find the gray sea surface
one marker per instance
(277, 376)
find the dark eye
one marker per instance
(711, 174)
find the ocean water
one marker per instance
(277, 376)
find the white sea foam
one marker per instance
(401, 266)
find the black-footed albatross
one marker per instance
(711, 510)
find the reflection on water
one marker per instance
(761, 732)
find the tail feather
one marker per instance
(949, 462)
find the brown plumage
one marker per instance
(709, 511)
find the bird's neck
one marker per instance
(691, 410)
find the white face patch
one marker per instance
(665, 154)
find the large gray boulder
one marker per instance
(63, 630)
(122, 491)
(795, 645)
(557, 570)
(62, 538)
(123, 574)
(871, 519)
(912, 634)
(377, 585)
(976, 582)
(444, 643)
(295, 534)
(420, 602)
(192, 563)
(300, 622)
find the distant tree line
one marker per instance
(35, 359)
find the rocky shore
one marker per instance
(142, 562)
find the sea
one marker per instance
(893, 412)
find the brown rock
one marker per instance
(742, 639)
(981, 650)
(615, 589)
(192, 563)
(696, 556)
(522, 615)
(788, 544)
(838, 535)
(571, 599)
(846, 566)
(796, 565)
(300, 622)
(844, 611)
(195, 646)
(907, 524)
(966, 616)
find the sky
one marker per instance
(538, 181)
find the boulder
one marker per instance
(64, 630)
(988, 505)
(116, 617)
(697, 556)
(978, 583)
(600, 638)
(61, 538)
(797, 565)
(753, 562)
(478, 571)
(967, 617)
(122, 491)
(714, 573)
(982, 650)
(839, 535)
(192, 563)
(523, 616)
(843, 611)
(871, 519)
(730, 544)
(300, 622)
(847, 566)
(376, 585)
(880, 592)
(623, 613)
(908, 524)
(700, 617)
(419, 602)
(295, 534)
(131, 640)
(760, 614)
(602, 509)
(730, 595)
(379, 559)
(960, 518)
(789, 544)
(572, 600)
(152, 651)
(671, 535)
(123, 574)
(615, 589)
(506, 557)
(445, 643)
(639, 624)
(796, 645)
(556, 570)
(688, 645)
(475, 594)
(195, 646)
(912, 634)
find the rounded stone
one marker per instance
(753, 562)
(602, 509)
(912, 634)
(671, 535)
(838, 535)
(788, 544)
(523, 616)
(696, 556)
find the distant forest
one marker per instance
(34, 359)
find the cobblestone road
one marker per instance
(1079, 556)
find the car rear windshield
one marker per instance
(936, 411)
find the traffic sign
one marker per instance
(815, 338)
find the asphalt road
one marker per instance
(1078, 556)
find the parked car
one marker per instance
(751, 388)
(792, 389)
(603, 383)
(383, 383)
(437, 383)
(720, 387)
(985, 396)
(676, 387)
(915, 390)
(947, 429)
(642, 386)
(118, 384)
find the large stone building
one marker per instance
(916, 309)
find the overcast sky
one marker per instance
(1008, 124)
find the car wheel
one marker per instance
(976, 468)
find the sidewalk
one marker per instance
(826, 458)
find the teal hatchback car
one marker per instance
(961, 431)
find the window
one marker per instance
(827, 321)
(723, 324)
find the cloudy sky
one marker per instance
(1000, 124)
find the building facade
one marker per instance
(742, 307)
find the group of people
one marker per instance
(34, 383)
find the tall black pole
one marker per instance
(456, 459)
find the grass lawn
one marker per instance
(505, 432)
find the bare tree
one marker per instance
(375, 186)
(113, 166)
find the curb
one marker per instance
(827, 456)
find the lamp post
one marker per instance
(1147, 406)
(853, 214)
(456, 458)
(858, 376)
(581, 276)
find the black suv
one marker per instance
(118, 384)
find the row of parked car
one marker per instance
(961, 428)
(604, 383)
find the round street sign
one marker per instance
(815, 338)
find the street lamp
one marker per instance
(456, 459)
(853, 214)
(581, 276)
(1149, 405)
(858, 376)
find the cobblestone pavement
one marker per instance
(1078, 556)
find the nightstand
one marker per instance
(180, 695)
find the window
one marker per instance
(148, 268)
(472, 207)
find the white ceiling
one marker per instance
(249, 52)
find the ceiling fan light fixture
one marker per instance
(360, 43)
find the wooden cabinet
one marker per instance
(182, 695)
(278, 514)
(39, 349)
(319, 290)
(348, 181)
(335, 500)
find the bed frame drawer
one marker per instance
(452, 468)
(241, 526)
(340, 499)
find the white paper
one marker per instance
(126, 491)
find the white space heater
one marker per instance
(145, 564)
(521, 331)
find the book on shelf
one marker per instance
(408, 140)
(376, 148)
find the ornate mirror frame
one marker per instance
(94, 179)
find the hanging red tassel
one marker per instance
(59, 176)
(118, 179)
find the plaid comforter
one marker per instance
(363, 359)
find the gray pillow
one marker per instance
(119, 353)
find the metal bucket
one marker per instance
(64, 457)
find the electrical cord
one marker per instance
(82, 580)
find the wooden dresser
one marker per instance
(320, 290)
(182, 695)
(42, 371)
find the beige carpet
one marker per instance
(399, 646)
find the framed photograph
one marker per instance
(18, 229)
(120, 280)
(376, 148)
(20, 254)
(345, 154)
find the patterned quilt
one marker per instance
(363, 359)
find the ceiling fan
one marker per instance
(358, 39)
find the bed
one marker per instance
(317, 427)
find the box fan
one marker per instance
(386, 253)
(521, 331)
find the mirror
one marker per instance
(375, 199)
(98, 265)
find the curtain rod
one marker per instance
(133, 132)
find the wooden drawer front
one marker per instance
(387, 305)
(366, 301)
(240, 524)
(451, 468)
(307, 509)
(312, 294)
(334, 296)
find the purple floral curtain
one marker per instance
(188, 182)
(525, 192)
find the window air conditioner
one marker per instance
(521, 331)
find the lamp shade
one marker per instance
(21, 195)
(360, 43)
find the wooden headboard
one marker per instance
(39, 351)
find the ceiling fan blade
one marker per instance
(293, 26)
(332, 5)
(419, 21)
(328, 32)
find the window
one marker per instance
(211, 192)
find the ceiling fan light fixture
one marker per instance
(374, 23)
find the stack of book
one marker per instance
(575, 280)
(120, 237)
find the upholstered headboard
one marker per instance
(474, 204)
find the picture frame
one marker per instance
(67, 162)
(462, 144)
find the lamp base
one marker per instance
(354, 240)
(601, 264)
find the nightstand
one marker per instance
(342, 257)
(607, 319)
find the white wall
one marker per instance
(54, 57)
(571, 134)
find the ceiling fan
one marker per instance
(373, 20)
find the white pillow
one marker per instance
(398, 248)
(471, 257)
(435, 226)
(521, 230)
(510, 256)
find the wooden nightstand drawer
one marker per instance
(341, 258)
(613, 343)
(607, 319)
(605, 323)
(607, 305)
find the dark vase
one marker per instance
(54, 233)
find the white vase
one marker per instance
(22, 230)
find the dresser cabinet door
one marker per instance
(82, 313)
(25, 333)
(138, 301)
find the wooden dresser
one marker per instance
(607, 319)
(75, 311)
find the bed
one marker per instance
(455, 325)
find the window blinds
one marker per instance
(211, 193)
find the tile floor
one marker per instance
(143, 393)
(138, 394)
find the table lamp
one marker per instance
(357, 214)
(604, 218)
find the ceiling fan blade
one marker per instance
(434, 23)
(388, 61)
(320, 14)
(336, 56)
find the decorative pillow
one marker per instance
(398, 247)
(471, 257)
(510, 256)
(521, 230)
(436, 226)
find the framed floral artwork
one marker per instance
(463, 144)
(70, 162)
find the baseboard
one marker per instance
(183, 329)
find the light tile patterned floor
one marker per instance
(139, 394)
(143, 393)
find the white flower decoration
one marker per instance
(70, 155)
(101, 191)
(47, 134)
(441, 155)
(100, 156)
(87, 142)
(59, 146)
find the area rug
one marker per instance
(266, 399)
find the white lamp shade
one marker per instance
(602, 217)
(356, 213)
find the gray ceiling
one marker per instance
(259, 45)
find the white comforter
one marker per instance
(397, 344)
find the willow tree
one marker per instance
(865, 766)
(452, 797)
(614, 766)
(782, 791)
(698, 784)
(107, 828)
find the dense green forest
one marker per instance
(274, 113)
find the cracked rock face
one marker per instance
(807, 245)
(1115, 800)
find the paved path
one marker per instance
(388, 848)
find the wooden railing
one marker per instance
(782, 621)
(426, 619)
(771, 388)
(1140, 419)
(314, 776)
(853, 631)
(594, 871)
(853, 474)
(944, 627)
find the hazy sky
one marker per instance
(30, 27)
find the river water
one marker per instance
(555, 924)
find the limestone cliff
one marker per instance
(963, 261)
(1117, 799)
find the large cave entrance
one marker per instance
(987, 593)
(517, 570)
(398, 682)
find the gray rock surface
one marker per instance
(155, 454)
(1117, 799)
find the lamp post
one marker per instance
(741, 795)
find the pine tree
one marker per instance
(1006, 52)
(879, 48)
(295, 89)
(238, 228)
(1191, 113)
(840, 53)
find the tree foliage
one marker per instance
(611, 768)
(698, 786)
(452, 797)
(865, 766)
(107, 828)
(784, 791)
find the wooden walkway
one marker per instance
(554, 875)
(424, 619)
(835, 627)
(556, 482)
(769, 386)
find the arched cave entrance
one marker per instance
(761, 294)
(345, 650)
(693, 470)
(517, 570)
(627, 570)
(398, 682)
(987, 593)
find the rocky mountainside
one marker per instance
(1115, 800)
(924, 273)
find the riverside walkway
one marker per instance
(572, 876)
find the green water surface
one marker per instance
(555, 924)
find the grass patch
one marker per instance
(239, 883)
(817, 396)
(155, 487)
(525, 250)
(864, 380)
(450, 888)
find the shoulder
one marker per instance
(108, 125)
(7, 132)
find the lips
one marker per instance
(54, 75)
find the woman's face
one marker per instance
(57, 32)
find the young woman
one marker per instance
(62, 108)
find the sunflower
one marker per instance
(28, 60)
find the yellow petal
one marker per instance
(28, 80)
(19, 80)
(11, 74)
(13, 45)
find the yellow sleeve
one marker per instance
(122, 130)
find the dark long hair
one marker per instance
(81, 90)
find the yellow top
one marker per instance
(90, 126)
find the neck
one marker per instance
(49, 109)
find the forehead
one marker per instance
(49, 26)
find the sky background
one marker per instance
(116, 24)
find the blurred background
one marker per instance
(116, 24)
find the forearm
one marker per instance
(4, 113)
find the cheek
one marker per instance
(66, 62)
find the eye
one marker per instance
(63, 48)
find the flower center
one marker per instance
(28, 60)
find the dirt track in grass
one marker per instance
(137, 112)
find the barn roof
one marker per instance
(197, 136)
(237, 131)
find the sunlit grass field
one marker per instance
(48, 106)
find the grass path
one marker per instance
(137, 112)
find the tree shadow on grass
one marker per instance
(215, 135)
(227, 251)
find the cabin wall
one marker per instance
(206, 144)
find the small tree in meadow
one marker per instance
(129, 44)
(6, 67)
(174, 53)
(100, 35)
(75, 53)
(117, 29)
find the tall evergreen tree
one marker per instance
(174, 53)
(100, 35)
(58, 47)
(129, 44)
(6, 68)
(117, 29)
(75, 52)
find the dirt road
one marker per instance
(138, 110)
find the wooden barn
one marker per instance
= = = =
• PROBLEM STATEMENT
Reproduce, exactly and with nothing added, the lines from the one that includes "find the eye" through the last line of the material.

• EXPECTED ANSWER
find the eye
one marker per instance
(63, 48)
find the flower center
one marker per instance
(28, 60)
find the dirt track in grass
one marker per instance
(137, 112)
find the barn roof
one marker per instance
(197, 136)
(237, 131)
find the sunlit grass field
one marker per instance
(48, 106)
find the grass path
one marker per instance
(137, 112)
find the tree shadow on grass
one marker per instance
(215, 135)
(227, 251)
find the cabin wall
one marker per instance
(206, 144)
find the small tree in meadow
one marker per instance
(129, 44)
(6, 67)
(174, 53)
(100, 35)
(75, 53)
(117, 29)
find the tall evergreen tree
one marker per instance
(174, 53)
(100, 35)
(58, 47)
(129, 44)
(6, 68)
(117, 29)
(75, 52)
find the dirt road
one marker per instance
(138, 110)
find the wooden barn
one marker per instance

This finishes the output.